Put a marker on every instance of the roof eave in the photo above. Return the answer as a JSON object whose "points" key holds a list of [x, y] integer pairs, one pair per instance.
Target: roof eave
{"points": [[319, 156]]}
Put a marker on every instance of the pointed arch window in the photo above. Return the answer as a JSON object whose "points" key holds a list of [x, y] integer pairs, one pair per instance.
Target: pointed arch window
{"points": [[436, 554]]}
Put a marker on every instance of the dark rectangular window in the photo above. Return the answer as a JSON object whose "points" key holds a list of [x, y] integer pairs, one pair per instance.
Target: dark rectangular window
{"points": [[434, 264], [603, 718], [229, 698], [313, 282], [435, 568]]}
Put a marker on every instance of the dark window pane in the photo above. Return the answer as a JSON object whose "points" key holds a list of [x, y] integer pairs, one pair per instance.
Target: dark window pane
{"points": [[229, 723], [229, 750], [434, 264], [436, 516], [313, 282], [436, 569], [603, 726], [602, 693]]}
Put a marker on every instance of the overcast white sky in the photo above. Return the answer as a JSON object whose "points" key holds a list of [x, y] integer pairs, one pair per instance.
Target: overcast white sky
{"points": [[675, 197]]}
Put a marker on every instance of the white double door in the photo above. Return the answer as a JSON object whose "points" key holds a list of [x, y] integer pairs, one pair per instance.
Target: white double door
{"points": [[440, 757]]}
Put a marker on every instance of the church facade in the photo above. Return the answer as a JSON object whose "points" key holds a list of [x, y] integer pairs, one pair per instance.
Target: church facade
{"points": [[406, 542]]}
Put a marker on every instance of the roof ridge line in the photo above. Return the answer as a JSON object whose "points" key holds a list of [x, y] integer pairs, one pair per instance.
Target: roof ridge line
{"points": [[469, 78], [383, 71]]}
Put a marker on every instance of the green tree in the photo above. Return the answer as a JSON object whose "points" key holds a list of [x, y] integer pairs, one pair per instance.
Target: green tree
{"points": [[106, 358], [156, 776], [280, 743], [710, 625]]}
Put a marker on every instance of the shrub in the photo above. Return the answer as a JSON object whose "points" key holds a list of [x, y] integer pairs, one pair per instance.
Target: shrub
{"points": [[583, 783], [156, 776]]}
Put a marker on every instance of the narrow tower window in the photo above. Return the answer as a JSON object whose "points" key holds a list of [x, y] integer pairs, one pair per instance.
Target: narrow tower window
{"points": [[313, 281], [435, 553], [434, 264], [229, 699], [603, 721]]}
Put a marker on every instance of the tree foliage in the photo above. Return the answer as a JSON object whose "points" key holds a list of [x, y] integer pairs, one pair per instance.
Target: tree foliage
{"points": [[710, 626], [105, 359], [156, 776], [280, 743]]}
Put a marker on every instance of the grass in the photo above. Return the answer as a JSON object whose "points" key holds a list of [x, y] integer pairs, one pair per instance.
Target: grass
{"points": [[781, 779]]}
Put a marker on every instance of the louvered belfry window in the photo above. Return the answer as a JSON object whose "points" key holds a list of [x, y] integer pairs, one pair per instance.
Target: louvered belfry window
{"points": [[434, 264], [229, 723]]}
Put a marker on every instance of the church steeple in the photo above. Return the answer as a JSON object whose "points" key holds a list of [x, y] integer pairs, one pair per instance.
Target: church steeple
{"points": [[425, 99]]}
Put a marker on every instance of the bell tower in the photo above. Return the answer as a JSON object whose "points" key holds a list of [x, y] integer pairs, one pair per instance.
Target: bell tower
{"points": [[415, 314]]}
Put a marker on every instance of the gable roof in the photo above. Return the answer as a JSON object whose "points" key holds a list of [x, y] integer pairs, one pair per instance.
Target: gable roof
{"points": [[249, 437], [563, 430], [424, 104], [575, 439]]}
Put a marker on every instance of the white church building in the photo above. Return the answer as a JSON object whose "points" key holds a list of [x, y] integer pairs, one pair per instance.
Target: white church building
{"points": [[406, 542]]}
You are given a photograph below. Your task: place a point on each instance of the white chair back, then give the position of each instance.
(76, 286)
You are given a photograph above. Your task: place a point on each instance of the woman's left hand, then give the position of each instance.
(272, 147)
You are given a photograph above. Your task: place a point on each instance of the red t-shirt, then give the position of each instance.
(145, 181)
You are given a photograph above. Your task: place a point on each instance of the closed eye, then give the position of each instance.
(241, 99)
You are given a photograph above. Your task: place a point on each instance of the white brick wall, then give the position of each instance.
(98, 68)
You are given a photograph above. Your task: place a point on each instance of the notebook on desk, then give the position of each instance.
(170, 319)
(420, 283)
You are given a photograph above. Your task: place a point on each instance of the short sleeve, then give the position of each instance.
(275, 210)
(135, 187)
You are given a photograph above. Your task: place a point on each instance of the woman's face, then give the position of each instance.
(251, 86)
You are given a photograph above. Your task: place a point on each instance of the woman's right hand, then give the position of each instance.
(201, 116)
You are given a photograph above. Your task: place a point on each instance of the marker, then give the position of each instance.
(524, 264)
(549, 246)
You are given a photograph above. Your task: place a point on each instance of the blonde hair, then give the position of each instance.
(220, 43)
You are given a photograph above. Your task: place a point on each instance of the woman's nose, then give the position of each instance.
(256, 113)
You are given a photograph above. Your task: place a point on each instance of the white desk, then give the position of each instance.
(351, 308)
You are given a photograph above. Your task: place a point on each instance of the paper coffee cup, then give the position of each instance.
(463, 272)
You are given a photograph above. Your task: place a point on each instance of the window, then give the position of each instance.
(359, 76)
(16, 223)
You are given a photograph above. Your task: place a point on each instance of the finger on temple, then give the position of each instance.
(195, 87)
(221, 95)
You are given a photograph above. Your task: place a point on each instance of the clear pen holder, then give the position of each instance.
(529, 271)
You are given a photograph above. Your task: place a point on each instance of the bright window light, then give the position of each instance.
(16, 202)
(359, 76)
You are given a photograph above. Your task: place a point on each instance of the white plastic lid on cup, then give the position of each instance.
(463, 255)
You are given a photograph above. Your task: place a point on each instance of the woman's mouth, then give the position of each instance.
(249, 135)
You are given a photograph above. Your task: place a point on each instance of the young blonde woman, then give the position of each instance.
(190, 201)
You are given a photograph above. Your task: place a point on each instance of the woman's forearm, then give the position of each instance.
====
What to do
Between the first line of the entries above and the line with "Put a marker on every instance of the overcast", both included, copy every line exactly and nothing outside that range.

Answer box
Put a marker on every instance of the roof eave in the photo above. Return the answer as a JSON object whose "points" key holds a list of [x, y] integer pairs, one pair per instance.
Target: roof eave
{"points": [[319, 156]]}
Put a marker on every instance of the pointed arch window in the photo above. Return the answer as a JSON object whose "points" key holds a list of [x, y] integer pairs, one pair per instance.
Target: pointed arch window
{"points": [[436, 554]]}
Put a marker on every instance of the dark rectangular window in the photo above. Return the answer as a JSON object whose "points" key holds a list of [x, y] integer pairs, one pair per instance.
Target: dark rectangular window
{"points": [[434, 264], [603, 718], [229, 698], [313, 282], [435, 568]]}
Put a marker on every instance of the dark window pane in the photo above. Return the answer as a JSON object whose "points" key holds a list of [x, y] integer pairs, one pair per instance.
Target: dark window pane
{"points": [[229, 723], [229, 750], [434, 264], [436, 516], [313, 282], [436, 569], [603, 726], [602, 693]]}
Put a marker on every instance of the overcast white sky in the photo above. Return the answer as a JSON object whose "points" key holds a list of [x, y] integer pairs, one pair per instance.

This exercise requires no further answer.